Task directions — Reproduce word for word everything in the records below from the line containing "of the teammate" down to the line containing "[[355, 122]]", including both of those lines.

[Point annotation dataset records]
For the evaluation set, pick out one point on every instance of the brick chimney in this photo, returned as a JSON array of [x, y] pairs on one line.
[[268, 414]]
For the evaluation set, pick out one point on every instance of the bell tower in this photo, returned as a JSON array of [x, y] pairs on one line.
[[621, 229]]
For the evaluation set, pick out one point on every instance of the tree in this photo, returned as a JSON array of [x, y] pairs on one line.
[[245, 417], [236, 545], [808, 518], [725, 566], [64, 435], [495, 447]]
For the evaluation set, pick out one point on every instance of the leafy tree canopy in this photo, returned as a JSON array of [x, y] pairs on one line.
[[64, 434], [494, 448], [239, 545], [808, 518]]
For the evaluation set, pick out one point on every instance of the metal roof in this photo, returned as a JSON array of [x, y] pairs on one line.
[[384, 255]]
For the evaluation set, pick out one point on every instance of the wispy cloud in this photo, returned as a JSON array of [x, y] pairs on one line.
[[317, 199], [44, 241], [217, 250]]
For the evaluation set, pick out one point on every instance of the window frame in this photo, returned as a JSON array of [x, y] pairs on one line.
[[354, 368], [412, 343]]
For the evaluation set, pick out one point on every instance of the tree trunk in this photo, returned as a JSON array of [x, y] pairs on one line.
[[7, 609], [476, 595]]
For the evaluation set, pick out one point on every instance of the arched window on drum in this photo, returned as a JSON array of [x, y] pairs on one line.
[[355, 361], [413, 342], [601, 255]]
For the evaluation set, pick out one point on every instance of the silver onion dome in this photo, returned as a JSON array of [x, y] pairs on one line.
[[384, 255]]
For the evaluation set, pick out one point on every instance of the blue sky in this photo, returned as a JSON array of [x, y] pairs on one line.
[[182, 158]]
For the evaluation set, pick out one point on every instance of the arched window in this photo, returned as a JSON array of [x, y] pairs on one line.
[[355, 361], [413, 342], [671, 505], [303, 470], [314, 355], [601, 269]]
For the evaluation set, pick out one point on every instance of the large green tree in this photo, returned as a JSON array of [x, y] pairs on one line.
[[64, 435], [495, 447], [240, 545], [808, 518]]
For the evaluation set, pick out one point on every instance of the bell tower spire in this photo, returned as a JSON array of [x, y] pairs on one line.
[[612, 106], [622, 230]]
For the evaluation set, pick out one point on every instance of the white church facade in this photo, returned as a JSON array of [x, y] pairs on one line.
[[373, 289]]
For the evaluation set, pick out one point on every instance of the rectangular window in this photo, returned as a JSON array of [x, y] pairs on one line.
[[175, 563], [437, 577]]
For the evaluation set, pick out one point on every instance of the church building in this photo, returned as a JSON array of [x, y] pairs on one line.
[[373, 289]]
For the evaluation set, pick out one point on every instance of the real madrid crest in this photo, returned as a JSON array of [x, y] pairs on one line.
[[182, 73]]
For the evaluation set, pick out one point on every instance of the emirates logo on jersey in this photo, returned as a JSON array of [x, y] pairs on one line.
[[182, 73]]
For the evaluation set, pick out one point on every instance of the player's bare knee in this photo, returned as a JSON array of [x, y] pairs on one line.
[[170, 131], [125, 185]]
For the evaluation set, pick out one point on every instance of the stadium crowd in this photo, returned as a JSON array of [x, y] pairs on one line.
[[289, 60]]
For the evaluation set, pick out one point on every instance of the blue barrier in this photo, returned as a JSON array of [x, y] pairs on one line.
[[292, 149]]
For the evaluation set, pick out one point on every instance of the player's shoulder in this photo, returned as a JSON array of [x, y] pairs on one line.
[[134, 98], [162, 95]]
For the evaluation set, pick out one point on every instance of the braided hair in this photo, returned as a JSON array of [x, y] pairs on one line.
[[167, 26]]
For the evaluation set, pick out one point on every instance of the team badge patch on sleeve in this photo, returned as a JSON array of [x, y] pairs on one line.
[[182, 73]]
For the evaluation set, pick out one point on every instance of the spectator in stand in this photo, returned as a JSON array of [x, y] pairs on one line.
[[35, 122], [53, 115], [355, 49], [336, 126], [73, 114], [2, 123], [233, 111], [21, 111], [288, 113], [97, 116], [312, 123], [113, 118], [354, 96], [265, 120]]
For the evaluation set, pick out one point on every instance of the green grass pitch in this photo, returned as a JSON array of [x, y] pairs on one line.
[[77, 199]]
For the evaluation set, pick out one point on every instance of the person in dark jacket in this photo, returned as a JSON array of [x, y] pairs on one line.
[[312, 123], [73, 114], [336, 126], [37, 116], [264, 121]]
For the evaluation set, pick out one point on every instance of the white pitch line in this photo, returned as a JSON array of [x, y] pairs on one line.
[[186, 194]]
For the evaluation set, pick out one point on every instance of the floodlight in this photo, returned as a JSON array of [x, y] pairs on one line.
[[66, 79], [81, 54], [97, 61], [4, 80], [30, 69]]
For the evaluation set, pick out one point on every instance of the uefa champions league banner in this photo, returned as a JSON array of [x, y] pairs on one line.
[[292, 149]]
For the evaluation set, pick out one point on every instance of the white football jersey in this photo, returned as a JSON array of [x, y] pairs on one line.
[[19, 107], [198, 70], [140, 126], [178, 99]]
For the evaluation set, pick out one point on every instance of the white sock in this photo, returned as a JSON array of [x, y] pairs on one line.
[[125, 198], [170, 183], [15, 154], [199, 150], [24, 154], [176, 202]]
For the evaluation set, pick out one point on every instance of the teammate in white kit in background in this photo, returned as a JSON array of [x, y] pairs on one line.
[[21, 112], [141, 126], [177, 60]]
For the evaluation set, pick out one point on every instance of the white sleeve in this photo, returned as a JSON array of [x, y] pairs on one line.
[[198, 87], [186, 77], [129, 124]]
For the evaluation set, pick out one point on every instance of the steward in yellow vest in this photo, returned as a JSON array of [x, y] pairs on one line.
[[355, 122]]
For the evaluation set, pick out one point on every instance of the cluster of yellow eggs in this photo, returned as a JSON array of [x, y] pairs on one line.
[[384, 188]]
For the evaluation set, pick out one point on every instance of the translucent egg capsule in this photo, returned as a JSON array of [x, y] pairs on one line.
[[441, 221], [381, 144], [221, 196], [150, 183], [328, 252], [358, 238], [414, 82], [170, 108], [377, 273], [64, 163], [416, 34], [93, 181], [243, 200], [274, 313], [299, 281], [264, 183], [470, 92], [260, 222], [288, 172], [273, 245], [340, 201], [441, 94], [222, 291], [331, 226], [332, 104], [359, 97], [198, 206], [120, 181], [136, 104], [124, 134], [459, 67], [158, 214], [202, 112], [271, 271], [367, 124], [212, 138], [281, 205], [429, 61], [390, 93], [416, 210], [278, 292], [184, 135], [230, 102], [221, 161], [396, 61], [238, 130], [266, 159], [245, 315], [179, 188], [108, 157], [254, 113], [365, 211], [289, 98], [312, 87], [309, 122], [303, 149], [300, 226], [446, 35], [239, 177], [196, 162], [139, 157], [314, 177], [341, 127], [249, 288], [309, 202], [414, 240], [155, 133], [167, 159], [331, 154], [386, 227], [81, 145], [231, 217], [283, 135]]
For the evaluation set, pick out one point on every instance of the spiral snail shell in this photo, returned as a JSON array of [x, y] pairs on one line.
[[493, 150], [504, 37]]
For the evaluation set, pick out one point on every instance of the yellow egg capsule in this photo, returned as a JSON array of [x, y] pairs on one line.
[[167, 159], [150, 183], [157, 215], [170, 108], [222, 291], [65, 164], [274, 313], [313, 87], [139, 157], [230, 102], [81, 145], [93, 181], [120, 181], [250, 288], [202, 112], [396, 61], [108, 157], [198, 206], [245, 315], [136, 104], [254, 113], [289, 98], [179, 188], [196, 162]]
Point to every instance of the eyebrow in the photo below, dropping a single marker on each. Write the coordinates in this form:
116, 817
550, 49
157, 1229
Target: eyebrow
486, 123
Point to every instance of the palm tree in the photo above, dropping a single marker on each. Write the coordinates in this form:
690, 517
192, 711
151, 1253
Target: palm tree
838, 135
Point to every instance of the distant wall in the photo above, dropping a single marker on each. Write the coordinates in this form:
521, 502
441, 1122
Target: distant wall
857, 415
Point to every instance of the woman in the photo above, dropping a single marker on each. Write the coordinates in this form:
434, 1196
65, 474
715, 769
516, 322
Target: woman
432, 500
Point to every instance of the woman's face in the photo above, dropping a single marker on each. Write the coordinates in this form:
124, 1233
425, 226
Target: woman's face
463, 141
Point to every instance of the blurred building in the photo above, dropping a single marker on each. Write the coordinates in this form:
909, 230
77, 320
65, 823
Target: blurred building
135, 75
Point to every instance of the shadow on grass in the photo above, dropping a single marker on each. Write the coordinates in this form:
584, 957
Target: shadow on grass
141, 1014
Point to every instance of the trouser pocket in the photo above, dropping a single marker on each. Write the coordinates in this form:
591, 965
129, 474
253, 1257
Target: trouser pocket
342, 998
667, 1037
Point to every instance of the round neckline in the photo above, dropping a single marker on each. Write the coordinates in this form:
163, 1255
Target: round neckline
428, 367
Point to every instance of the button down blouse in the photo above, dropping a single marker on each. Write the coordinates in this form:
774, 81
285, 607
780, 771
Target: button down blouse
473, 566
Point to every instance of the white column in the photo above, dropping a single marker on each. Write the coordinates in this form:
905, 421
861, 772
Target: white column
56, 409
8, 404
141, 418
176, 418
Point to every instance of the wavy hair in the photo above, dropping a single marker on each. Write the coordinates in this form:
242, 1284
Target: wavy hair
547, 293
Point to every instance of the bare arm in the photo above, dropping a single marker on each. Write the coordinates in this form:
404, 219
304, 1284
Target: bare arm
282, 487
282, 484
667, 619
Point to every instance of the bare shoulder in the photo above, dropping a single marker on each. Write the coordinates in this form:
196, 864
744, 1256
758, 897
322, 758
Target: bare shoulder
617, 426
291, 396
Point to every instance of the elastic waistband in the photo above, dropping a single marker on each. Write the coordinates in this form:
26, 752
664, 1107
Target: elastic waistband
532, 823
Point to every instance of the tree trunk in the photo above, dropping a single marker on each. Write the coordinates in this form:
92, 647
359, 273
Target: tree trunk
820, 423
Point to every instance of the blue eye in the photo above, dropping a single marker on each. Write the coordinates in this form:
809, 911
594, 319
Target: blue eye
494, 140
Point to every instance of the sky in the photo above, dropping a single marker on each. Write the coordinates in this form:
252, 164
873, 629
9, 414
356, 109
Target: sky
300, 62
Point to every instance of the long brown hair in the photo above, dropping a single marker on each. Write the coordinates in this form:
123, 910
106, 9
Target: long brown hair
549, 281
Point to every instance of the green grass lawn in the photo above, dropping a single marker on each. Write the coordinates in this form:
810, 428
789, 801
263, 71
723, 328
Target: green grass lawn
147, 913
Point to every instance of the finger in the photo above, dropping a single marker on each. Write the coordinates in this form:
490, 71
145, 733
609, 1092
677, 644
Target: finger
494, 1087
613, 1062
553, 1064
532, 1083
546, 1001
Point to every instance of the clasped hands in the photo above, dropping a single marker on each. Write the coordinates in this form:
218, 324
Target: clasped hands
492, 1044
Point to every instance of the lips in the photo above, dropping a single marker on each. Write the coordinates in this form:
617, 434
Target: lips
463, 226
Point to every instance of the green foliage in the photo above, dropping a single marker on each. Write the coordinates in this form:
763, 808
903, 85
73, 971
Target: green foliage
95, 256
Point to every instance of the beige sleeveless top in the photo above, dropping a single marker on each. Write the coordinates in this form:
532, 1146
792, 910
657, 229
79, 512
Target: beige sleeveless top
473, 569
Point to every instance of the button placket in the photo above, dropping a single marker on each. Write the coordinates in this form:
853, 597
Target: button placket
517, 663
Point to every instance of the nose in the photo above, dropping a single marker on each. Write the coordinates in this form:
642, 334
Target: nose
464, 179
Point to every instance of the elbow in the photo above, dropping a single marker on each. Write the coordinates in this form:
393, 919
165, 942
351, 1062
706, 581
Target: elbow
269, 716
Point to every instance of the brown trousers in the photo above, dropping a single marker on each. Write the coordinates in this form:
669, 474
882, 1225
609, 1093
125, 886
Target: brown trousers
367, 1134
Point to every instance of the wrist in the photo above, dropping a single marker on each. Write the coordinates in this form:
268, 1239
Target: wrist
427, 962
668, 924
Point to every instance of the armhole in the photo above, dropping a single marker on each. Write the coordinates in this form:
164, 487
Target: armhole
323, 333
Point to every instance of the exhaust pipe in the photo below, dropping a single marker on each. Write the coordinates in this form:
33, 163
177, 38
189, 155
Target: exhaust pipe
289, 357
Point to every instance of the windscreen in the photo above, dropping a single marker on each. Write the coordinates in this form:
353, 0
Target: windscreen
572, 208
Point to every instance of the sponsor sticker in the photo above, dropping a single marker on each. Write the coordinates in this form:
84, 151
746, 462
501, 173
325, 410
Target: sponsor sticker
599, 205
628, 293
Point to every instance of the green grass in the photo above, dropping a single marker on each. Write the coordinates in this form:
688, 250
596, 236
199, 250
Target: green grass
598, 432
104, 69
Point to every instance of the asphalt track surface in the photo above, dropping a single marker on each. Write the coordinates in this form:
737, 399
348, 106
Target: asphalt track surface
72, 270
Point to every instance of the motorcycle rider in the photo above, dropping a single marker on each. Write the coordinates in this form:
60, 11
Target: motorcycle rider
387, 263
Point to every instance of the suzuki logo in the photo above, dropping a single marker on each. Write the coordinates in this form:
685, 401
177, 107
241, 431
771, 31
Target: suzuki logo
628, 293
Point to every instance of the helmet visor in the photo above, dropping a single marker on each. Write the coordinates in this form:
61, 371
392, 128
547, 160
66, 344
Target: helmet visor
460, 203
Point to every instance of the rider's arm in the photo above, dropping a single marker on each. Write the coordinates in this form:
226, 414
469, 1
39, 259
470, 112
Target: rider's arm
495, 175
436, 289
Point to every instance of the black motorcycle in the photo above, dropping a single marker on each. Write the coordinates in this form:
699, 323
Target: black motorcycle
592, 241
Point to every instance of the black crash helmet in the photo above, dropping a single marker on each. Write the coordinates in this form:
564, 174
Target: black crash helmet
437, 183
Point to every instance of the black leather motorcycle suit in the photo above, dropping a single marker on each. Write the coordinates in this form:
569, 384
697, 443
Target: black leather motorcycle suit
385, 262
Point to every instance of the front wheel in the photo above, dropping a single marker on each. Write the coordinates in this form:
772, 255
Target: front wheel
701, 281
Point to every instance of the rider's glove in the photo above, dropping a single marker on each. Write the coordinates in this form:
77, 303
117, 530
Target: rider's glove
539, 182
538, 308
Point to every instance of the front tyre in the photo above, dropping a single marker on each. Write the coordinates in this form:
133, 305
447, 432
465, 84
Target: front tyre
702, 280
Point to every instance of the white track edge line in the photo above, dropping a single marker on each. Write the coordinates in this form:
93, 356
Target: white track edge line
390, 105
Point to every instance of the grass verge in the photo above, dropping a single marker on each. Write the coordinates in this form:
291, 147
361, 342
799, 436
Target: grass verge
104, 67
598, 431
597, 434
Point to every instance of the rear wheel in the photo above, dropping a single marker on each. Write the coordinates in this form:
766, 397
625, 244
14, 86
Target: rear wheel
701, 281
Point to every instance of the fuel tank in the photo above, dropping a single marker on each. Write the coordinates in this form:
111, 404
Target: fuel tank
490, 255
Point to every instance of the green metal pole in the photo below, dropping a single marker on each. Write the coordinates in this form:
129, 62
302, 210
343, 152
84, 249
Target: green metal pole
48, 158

Exercise response —
For the evaluation set, pick out one point on every instance of the teammate in white kit in background in this photo, returned as a JSON array of [x, y] pairs on one line.
[[21, 112], [141, 126], [177, 60]]
For the evaluation set, pick out one point on every instance of the white sleeve in this photo, returned as a JSON array of [x, y] pairs on one line.
[[198, 87], [186, 77], [129, 124]]
For the evaluation set, pick out one point on every instance of the steward in yellow vest in this photo, returned as a JSON array of [x, y] pairs on one line.
[[355, 122]]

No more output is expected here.